(About this exercise):
The entries below must be retyped in full. Keep every word the same.

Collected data

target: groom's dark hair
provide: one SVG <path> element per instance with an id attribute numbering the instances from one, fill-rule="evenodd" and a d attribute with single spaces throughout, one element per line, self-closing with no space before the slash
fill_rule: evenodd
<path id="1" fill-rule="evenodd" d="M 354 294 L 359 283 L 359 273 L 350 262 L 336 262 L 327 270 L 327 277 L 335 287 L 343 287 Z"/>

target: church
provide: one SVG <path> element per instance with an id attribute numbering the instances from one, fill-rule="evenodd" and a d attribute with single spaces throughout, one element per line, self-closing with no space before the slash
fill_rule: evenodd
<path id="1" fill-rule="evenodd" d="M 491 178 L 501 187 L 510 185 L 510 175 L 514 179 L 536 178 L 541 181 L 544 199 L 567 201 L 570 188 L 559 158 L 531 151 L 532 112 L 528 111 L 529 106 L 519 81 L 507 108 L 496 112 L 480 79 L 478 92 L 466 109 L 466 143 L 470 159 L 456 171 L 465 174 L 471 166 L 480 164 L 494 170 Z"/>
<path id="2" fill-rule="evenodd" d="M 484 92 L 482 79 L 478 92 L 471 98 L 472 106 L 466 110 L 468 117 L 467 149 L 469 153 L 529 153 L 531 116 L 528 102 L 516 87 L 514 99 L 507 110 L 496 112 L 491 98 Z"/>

(Exercise solution):
target: groom's dark hair
provide: one SVG <path> element per instance with an id attribute numbering the instances from one, fill-rule="evenodd" and a d attribute with single spaces throughout, one element per line, self-closing with no space before the slash
fill_rule: evenodd
<path id="1" fill-rule="evenodd" d="M 354 294 L 359 283 L 359 273 L 350 262 L 336 262 L 327 270 L 327 277 L 335 287 L 343 287 Z"/>

target: church
provide: one SVG <path> element per instance with an id attribute numbering the instances from one, fill-rule="evenodd" and a d attribute with single spaces throughout, one element per line, self-closing with no space before the slash
fill_rule: evenodd
<path id="1" fill-rule="evenodd" d="M 491 178 L 501 187 L 510 185 L 510 175 L 514 179 L 536 178 L 541 181 L 544 199 L 567 201 L 570 188 L 559 158 L 531 151 L 532 112 L 528 111 L 529 106 L 519 81 L 507 108 L 496 112 L 480 79 L 478 92 L 466 109 L 466 143 L 470 159 L 456 171 L 465 174 L 471 166 L 480 164 L 494 170 Z"/>
<path id="2" fill-rule="evenodd" d="M 484 92 L 482 79 L 478 92 L 471 98 L 472 106 L 466 110 L 468 117 L 467 149 L 469 153 L 529 153 L 531 116 L 528 102 L 516 87 L 514 99 L 507 110 L 496 112 L 491 98 Z"/>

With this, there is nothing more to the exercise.